---- 文書抜粋
|
この項目では、2011年の映画について説明しています。同じ原作による他の映画については「影が行く#映画化作品」をご覧ください。 |
『遊星からの物体X ファーストコンタクト』(ゆうせいからのぶったいエックス ファーストコンタクト、原題:The Thing)は、2011年のアメリカ合衆国のSFホラー映画。
1982年の映画『遊星からの物体X』の前日談を描く。当初の邦題は『遊星からの物体X ビギニング』であったが[3]、後に上記のものへ改称された。
ストーリー
1982年、南極大陸でノルウェー観測隊が氷の下にある巨大な構造物を発見する。古生物学者のケイト・ロイドは、アメリカ人とノルウェー人で構成された国際探査チームに招集され、南極を訪れる。その目的は発見された巨大宇宙船と地球外生命体の調査だった。
氷漬けの地球外生命体は基地に搬入され、生態を調査されることになる。基地の隊員たちは歴史的大発見に喜んでいたが、その夜に生命体(=「物体」)は氷を破砕して蘇生し、基地外に逃走する。「物体」はノルウェー隊が飼っていた犬を殺害したうえ、隊員の1人を襲って倉庫に逃げ込もうとするも、隊員が放った燃料に放火したことで倉庫ごと焼却された。
隊員たちは焼却された「物体」の死骸を解剖し、その細胞がまだ生きていることや、襲った隊員を体内で取り込んでその姿に擬態するという生態を知る。さらには、隊員の骨折した骨に埋められていた金属プレートが、「物体」の体内から発見される。「物体」は、有機細胞ではない金属製のプレートについては同化・複製できなかったのである。
隊員たちの数名は他の基地へ移動しようとヘリコプターで離陸するが、ケイトはシャワールームで大量の血痕と共に歯の詰物の破片を発見する。ケイトがヘリに基地への帰還をうながすも、すでに搭乗した隊員の1人に擬態していた「物体」により墜落してしまう。
観測隊の多数の隊員たちは基地から避難することに意見の一致を見るが、ケイトは「もうすでに隊員の誰かに『物体』が同化し擬態している」という意見を主張し、立ち向かうことを促す。しかし、それは誰が本物の人間で、誰が「物体」なのか不明なまま、恐るべき力を秘めた不死身の怪物と対決する事を意味していた。次々と襲われ、その体細胞を侵食されることで同化していく隊員達。1人、また1人と怪物化していく仲間の姿を前に隊員たちは疑心暗鬼と恐怖に襲われていく。
キャスト
括弧内は日本語吹き替え。翻訳は平田百合子が担当。
概要
脚本のロナルド・D・ムーアの降板や、ユニヴァーサルがラヴクラフト作『狂気の山脈にて』をギレルモ・デル・トロ監督で映画化する方針に一時転換[注 2]するといった経緯で、数度の頓挫と公開延期を経て、2011年秋に公開された[注 3]。
--------
---- 提供項目
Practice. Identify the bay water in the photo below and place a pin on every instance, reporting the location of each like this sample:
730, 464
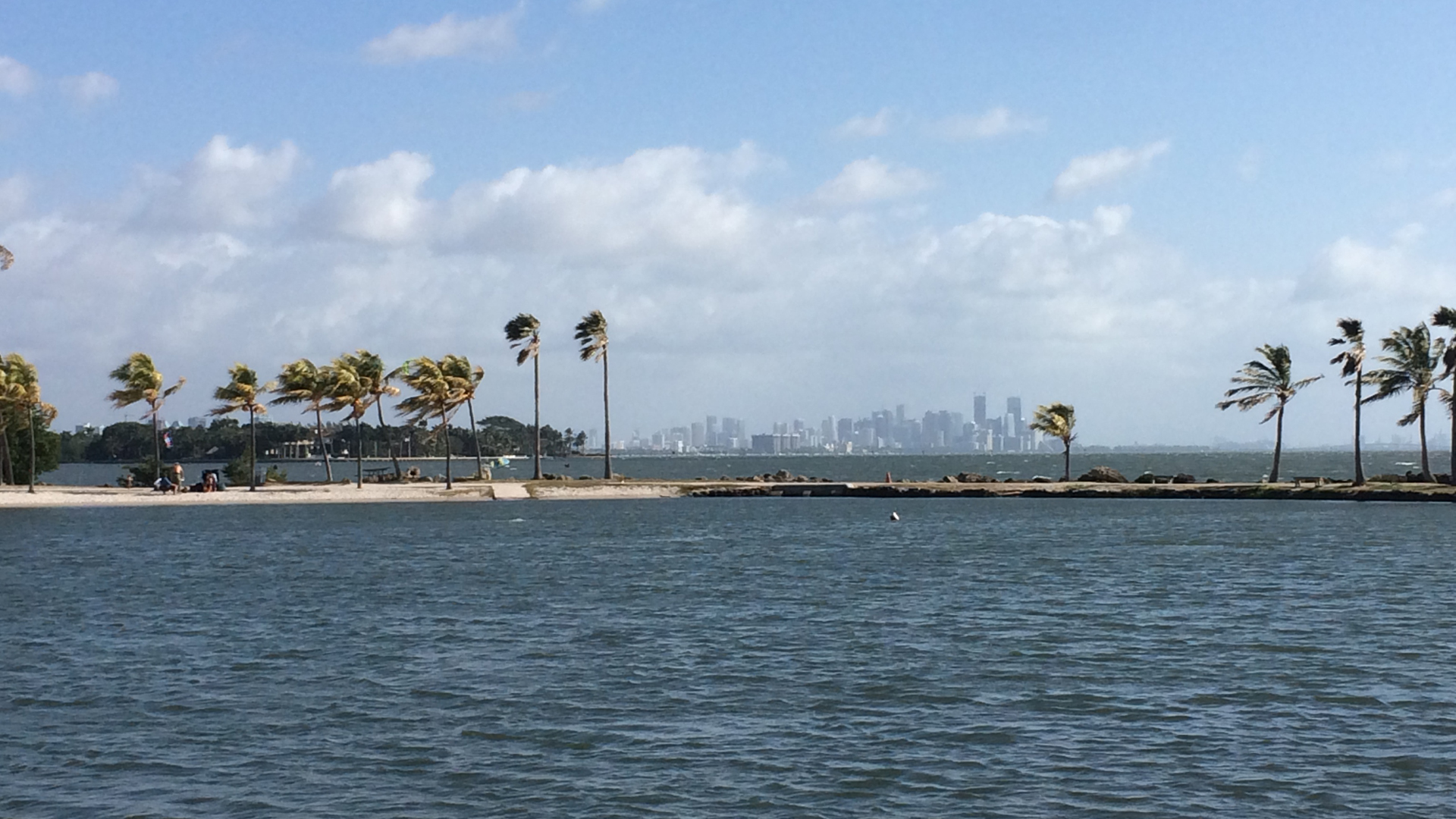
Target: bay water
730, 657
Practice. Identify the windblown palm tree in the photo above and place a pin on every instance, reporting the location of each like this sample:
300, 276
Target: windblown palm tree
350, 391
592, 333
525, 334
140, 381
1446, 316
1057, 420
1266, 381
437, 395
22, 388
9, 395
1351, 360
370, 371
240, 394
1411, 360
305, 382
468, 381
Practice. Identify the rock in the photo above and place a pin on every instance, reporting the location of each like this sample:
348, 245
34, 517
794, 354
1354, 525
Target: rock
--------
作業指示:
映画の解説文のうち、「1982年の映画『遊星からの」から下って「たことで倉庫ごと焼却された。」までのすべてを、一字一句違えずに書き写してもらえますか？

演習結果:
1982年の映画『遊星からの物体X』の前日談を描く。当初の邦題は『遊星からの物体X ビギニング』であったが[3]、後に上記のものへ改称された。
ストーリー
1982年、南極大陸でノルウェー観測隊が氷の下にある巨大な構造物を発見する。古生物学者のケイト・ロイドは、アメリカ人とノルウェー人で構成された国際探査チームに招集され、南極を訪れる。その目的は発見された巨大宇宙船と地球外生命体の調査だった。
氷漬けの地球外生命体は基地に搬入され、生態を調査されることになる。基地の隊員たちは歴史的大発見に喜んでいたが、その夜に生命体(=「物体」)は氷を破砕して蘇生し、基地外に逃走する。「物体」はノルウェー隊が飼っていた犬を殺害したうえ、隊員の1人を襲って倉庫に逃げ込もうとするも、隊員が放った燃料に放火したことで倉庫ごと焼却された。